- **SET TASK 1**: According to the multi-line strings post, what happens when the binary is called with -h or --help?
- **SET TASK 2**: Using the multi-line strings post, decide whether each statement agrees with it, answering yes or no and quoting the words that settle it. (a) The triple-quote proposal avoids accidentally ending a pasted string too early in many common cases. (b) The Docopt example string uses escape sequences. (c) The help text gives a default speed of 10 knots.

----- PROVIDED TEXT

The triple-quote proposal at least avoids the issue of accidentally prematurely terminating a pasted string in a lot of common cases. (JSON strings, for example.) However that is almost worse in some sense, as the other escape sequences are much more subtle than a compile error, and likely to slip past developer notice.

tl;dr: I have two questions.

1. Are multi-line strings more commonly used as “long single-line strings” (e.g. wants to be escaped) or “pasted data” (e.g. wants to be non-escaped)? How can we find out?
2. For what answers of 1 is it sensible to make the user ALWAYS be explicit about what behavior they want?

tl;dr: I have two questions.

1. Are multi-line strings more commonly used as “long single-line
strings” (e.g. wants to be escaped) or “pasted data” (e.g. wants to be
non-escaped)? How can we find out?
2. For what answers of 1 is it sensible to make the user ALWAYS be
explicit about what behavior they want?

​I think there are many more use cases than you suggest in #1. In my
primary use case of Docopt, which creates a command-line interface based on
provided help text, an example multi-line string would be this:

let helptext: String = """

Naval Fate.

Usage:
  naval_fate ship new <name>...
  naval_fate ship <name> move <x> <y> [--speed=<kn>]
  naval_fate ship shoot <x> <y>
  naval_fate mine (set|remove) <x> <y> [--moored|--drifting]
  naval_fate -h | --help
  naval_fate --version

Options:
  -h --help Show this screen.
  --version Show version.
  --speed=<kn> Speed in knots [default: 10].
  --moored Moored (anchored) mine.
  --drifting Drifting mine.
​"""

From that string, docopt will generate an appropriate CLI... properly

handling arguments, options, and defaults. Also, if you call the binary
with -h or --help, this text will be output as-is. No escape sequences or
interpolation are used here, but that doesn't mean that they shouldn't be
(replacing a few names with the actual binary name might be handy, for
example).

----------
----- DATA SHOWN

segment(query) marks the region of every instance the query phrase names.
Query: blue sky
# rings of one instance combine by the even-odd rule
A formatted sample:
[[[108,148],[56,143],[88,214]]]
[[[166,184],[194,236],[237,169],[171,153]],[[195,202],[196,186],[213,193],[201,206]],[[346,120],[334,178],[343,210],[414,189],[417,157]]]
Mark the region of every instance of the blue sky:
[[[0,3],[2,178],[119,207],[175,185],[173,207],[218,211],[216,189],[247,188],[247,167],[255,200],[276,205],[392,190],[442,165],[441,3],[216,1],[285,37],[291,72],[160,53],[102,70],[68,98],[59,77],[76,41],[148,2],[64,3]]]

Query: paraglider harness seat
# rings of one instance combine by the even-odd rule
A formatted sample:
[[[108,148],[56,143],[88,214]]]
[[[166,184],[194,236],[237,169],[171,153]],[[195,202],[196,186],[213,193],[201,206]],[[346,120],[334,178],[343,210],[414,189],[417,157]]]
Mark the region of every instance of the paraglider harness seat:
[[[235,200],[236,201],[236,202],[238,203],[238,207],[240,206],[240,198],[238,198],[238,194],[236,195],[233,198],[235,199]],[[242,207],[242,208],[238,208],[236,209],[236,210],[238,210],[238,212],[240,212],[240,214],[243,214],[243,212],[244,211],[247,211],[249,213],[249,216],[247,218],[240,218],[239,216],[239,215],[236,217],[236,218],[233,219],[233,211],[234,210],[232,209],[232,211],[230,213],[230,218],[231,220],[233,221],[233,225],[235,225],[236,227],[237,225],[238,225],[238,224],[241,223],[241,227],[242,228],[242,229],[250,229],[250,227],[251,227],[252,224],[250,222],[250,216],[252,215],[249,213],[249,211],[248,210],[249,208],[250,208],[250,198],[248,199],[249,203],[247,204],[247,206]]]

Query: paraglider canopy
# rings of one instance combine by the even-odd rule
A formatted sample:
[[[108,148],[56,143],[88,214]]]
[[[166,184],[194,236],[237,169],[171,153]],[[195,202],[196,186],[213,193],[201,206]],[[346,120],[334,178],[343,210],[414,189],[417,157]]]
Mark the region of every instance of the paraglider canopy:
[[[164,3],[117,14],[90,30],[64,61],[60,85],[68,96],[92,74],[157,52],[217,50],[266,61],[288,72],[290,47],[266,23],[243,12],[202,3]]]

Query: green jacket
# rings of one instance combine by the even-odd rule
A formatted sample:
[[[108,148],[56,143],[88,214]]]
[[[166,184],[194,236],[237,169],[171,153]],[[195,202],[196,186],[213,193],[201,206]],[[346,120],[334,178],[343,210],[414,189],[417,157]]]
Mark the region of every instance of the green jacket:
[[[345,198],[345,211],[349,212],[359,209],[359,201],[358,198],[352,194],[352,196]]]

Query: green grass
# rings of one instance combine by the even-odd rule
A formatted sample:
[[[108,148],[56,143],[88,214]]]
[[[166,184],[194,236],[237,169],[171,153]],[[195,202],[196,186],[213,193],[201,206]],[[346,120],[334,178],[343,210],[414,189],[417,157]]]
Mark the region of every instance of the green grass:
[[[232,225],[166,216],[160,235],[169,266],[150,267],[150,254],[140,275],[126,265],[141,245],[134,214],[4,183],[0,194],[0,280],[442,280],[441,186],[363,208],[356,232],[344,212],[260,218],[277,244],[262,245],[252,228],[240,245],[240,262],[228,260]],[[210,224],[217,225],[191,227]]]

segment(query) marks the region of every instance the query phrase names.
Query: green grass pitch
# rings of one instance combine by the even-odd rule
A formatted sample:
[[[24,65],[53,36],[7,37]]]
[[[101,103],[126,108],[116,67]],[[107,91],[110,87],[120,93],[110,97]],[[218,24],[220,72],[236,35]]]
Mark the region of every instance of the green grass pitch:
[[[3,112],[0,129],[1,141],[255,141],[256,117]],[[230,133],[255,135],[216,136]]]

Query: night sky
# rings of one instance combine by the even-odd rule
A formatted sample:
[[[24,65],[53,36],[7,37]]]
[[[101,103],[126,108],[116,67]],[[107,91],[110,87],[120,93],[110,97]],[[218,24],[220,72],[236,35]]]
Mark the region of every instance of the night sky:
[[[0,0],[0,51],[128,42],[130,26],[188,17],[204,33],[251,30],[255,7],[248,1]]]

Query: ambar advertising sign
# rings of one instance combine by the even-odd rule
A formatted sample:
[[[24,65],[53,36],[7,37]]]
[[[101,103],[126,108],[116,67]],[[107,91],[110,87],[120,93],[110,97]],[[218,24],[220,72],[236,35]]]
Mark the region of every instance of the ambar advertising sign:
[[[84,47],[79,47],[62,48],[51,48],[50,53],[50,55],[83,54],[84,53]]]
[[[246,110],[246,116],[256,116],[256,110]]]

----------

- **OUTPUT 1**: The help text is output as-is.

- **OUTPUT 2**:
(a) Yes: "The triple-quote proposal at least avoids the issue of accidentally prematurely terminating a pasted string in a lot of common cases."
(b) No: "No escape sequences or interpolation are used here"
(c) Yes: "Speed in knots [default: 10]."